** The problem **
Below are some records; each one is to be set down again exactly.

** Raw data **
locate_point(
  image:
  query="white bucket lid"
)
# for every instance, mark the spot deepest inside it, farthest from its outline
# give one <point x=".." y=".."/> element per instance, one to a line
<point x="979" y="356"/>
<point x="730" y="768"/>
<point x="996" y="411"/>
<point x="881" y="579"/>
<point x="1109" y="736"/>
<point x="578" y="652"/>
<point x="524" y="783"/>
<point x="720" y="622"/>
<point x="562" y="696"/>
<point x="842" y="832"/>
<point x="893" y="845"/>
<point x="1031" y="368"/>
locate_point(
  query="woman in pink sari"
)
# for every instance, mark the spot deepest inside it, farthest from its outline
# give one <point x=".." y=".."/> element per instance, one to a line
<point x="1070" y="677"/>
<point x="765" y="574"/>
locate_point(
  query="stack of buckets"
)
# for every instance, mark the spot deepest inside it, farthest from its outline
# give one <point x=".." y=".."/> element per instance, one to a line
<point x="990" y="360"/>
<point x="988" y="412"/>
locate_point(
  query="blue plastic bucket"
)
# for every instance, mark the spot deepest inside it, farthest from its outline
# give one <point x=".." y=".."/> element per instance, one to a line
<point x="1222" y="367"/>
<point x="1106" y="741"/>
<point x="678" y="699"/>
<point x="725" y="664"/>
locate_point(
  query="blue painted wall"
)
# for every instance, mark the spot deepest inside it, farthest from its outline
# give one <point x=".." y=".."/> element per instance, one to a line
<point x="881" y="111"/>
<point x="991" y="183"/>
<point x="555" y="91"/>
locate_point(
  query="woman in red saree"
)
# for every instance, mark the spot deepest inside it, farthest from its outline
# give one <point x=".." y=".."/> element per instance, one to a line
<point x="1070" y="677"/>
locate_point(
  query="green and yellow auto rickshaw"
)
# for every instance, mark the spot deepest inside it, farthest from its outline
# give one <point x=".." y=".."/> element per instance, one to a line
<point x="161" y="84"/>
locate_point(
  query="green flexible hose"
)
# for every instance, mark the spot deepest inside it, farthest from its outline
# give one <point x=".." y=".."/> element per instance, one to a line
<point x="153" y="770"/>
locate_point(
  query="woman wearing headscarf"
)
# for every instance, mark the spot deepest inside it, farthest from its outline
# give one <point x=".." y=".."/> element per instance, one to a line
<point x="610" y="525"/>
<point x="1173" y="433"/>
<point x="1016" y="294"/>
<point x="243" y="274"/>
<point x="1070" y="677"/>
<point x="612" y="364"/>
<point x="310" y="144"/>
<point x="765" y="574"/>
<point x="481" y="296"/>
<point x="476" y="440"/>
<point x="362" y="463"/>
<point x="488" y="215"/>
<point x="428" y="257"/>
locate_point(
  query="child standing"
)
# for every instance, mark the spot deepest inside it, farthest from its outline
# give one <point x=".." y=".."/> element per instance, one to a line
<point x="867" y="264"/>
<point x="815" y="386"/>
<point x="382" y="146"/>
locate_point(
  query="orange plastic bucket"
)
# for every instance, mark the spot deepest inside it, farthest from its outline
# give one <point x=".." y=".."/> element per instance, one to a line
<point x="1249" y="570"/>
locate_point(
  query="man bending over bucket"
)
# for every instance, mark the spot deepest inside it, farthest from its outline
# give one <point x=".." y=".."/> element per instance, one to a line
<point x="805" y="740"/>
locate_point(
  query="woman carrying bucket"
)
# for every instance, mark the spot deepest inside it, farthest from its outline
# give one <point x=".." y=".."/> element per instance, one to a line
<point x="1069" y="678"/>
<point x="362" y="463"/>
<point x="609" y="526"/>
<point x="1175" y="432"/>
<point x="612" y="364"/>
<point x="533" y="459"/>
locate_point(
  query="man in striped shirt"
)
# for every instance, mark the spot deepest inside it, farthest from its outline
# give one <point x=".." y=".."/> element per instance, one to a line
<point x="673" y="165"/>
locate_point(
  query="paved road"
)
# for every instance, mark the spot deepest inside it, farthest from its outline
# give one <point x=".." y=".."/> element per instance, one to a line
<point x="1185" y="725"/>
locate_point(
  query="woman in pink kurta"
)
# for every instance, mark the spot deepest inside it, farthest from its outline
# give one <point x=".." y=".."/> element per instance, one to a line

** Response below **
locate_point(
  image:
  query="white bucket lid"
)
# for every instance, mark the spot deepest inside it, farthest from its outline
# give one <point x=".." y=".."/> element per instance, one to a line
<point x="979" y="356"/>
<point x="730" y="768"/>
<point x="996" y="411"/>
<point x="881" y="579"/>
<point x="1109" y="736"/>
<point x="578" y="652"/>
<point x="524" y="783"/>
<point x="720" y="622"/>
<point x="562" y="696"/>
<point x="842" y="832"/>
<point x="893" y="845"/>
<point x="1031" y="368"/>
locate_point(
  query="woman in pink sari"
)
# for every instance, mark the spot deepest inside it, farthest from its outline
# give one <point x=".." y=".."/> element per instance, one to a line
<point x="1070" y="677"/>
<point x="765" y="574"/>
locate_point(
  query="stack of buckets"
)
# for every instance, mark the spot deepest inside it, farthest from its outline
# give one <point x=".." y=".."/> element per instance, one to a line
<point x="990" y="360"/>
<point x="988" y="412"/>
locate_point(
  query="blue plastic bucket"
)
# for every instance, mark the spot deepest inside it, farthest from its outline
# give one <point x=".." y=".."/> element per instance, one to a line
<point x="1222" y="367"/>
<point x="1106" y="741"/>
<point x="678" y="699"/>
<point x="725" y="664"/>
locate_point(
  query="blue painted wall"
)
# for every instance, mark the spot deepest inside it, farthest from its outline
# give one <point x=".." y=".."/> element per instance, one to a line
<point x="881" y="111"/>
<point x="991" y="183"/>
<point x="555" y="91"/>
locate_point(
  query="woman in red saree"
)
# for every instance, mark the spot deepest inside it, farthest from its outline
# give one <point x=".." y=".."/> element per instance, one to a line
<point x="1070" y="677"/>
locate_point(
  query="green and yellow auto rickshaw"
)
# for every instance, mark the spot deepest inside it, farthest from its outline
# give one <point x=".." y=".."/> element per instance, one to a line
<point x="161" y="84"/>
locate_point(
  query="green flexible hose"
)
# for every instance, mark the spot deepest inside it, farthest from its outline
# give one <point x=".." y=".."/> element per instance, one to a line
<point x="153" y="770"/>
locate_point(
  query="woman wearing headscarf"
)
# for every instance, mark the spot deepest inside it, farthest from its outline
# give one <point x=".." y=".."/> element per instance, one to a line
<point x="610" y="525"/>
<point x="1173" y="433"/>
<point x="1016" y="294"/>
<point x="243" y="274"/>
<point x="1070" y="677"/>
<point x="612" y="364"/>
<point x="310" y="144"/>
<point x="765" y="574"/>
<point x="481" y="296"/>
<point x="476" y="440"/>
<point x="362" y="463"/>
<point x="488" y="215"/>
<point x="428" y="257"/>
locate_point(
  query="child standing"
)
# for every instance, mark the spot deepest inside it, farthest from its outline
# give one <point x=".." y=".."/> element per instance, one to a line
<point x="867" y="264"/>
<point x="815" y="386"/>
<point x="382" y="146"/>
locate_point(
  query="orange plastic bucket"
)
# for every instance, mark the spot deepest inside it, farthest from its outline
# give one <point x=".." y=".."/> element per instance, one to a line
<point x="1249" y="570"/>
locate_point(
  query="man bending over bucket"
)
# for every instance, mark the spot deepest inside it, farthest from its outline
# give one <point x=".." y=".."/> element per instance, one to a line
<point x="805" y="740"/>
locate_point(
  query="woman carrying bucket"
)
# for every instance, mark the spot deepest inside it, farthest from its outline
# give one <point x=".." y=".."/> element per instance, one to a line
<point x="1069" y="678"/>
<point x="362" y="463"/>
<point x="609" y="526"/>
<point x="1175" y="432"/>
<point x="612" y="364"/>
<point x="533" y="459"/>
locate_point(
  query="man in striped shirt"
)
# for every instance, mark the spot deepest inside it, farthest from its outline
# give one <point x=".." y=".."/> element per instance, one to a line
<point x="673" y="165"/>
locate_point(
  query="paved road"
)
# for every instance, mark the spot deepest inside it, farthest from its outline
# give one <point x=".." y=".."/> element per instance, one to a line
<point x="1185" y="725"/>
locate_point(
  query="woman in pink kurta"
)
# for every instance, mark the spot deepest inside it, farthest from its outline
# give one <point x=".." y=".."/> element per instance, one to a line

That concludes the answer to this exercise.